=== Extract to read ===
Maryland's Purple Budget Eater
Governor Larry Hogan was putting lipstick on a pig when he claimed Wednesday that a settlement between the state and private contractors over construction of the Purple Line light-rail boondoggle was “successfully saving Maryland taxpayers more than $550 million.” In reality, the settlement added $250 million to the already-bloated cost of the project.
In 2016, Hogan agreed to pay contractors a whopping $5.6 billion to build the 16-mile rail line and operate it for 36 years. This is known as a “public-private partnership” or P3 project. In highway P3s, where the private partner builds a road and is allowed to toll it for several decades, the private partner takes all the risk that tolls will be sufficient to pay the construction cost. This is a great deal for taxpayers and for travelers since such P3 roads relieve congestion at no cost or risk to taxpayers.

=== Questions on the material ===
**a)** Do these statements agree with the piece on Maryland's Purple Line? Answer yes or no for each, quoting the words that decide it. (i) The settlement reduced the project's cost to taxpayers. (ii) The rail line is 16 miles long. (iii) The contractors will operate the line for 50 years.
**b)** Set down the piece on Maryland's Purple Line from "Maryland's Purple Budget" up to and including "risk to taxpayers.".
The rows have nothing to do with the piece on Maryland's Purple Line.

=== Extracted data ===

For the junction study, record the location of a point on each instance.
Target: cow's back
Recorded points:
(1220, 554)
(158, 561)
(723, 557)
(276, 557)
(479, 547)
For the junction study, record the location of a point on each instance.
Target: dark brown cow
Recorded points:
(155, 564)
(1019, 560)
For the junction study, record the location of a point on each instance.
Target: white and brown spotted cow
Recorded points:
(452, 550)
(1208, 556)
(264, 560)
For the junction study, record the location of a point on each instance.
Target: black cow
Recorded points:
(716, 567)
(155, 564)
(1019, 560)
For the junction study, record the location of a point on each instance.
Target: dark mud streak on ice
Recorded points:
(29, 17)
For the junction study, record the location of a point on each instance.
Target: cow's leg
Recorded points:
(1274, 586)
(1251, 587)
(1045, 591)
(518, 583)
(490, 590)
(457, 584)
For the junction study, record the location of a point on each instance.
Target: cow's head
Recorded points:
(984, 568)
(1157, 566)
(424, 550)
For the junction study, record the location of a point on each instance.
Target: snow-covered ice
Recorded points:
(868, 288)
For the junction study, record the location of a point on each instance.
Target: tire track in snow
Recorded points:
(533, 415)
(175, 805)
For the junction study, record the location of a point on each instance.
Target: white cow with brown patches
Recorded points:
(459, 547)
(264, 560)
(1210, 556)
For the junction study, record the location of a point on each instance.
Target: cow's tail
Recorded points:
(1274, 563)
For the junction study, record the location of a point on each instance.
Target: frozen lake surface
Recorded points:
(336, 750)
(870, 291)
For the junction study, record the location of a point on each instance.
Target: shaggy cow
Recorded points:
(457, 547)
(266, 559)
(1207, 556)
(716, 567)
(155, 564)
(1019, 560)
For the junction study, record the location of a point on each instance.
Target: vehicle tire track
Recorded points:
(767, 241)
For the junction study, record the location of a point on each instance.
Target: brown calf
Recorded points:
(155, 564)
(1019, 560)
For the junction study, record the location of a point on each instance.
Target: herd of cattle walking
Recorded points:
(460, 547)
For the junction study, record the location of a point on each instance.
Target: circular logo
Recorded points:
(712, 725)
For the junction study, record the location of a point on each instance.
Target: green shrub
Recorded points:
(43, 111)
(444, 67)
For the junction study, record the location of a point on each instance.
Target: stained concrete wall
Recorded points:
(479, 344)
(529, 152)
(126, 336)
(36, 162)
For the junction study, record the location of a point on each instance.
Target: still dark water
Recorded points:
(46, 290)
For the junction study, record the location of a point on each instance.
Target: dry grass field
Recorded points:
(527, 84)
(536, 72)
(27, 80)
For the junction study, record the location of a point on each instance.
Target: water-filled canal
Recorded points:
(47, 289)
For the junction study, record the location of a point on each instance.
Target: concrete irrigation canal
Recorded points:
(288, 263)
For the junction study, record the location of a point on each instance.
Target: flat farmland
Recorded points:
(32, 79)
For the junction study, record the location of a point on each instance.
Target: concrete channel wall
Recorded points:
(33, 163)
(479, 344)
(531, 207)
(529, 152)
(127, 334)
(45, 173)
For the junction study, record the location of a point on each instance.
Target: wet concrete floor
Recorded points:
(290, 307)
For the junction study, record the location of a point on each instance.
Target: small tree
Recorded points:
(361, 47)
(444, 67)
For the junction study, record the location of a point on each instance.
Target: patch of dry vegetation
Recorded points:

=== Responses by item number ===
**a)**
(i) No: "In reality, the settlement added $250 million to the already-bloated cost of the project."
(ii) Yes: "build the 16-mile rail line"
(iii) No: "operate it for 36 years"

**b)**
Maryland's Purple Budget Eater
Governor Larry Hogan was putting lipstick on a pig when he claimed Wednesday that a settlement between the state and private contractors over construction of the Purple Line light-rail boondoggle was “successfully saving Maryland taxpayers more than $550 million.” In reality, the settlement added $250 million to the already-bloated cost of the project.
In 2016, Hogan agreed to pay contractors a whopping $5.6 billion to build the 16-mile rail line and operate it for 36 years. This is known as a “public-private partnership” or P3 project. In highway P3s, where the private partner builds a road and is allowed to toll it for several decades, the private partner takes all the risk that tolls will be sufficient to pay the construction cost. This is a great deal for taxpayers and for travelers since such P3 roads relieve congestion at no cost or risk to taxpayers.